---- Document section
Dating The Same Girl ?
This week's question comes from a guy who recently met a girl that he suspects is dating his friend. Should he confront her and/or his friend? Doc Love weighs in.
reader's question
Hey Doc,
First, I would like to thank you for “The System.” I discovered it a month ago, have been applying your principles to my dates and feel that I am better because of it. I can already tell that you are saving me time, money and headaches that I would have foolishly brought upon myself before using it. I have much to learn and memorize still, but I can already see the changes.
online dating
I primarily use the internet to find dates. I found Shauntelle’s profile online and tried to set up a coffee date. She claimed to be busy, but counter-offered, so I took the counteroffer. She seemed eager and showed up five minutes before our scheduled time. When we approached the counter I let her order first, and then ordered my drink. We both reached for our wallets -- which I know is a red flag if she had pushed paying for herself -- but when I handed the clerk my credit card Shauntelle politely thanked me for paying.
--------
Set exercise: Using the dating advice letter, explain in one to three sentences why the writer doesn't count Shauntelle reaching for her wallet as a warning sign. The lines that come next are separate material, apart from the dating advice letter.
---- Source excerpt
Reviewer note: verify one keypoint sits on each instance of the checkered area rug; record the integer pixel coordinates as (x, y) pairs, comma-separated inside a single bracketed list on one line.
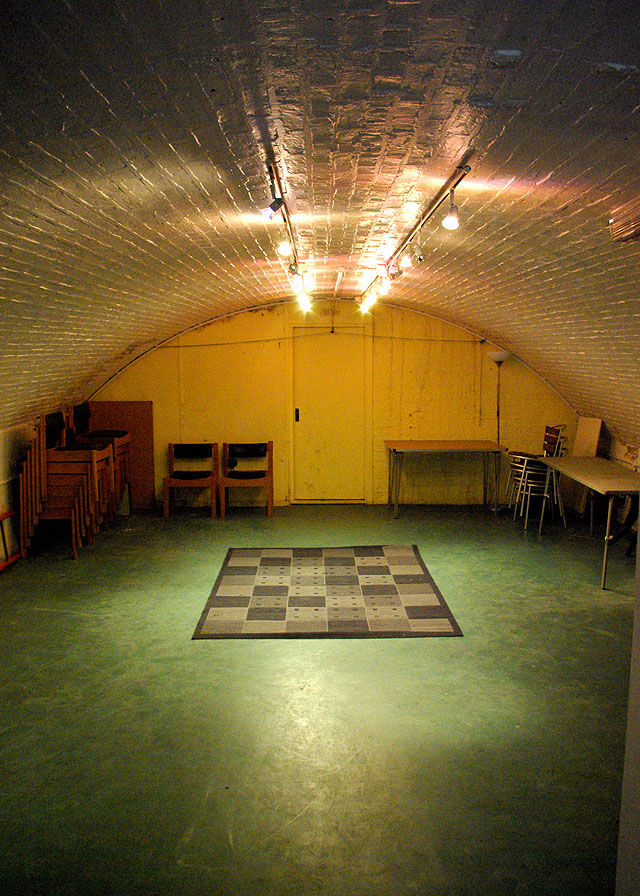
[(374, 591)]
--------
Correct response: The writer says reaching for the wallet would be a red flag only if she had pushed to pay for herself. She didn't push; when he handed the clerk his credit card, she politely thanked him for paying.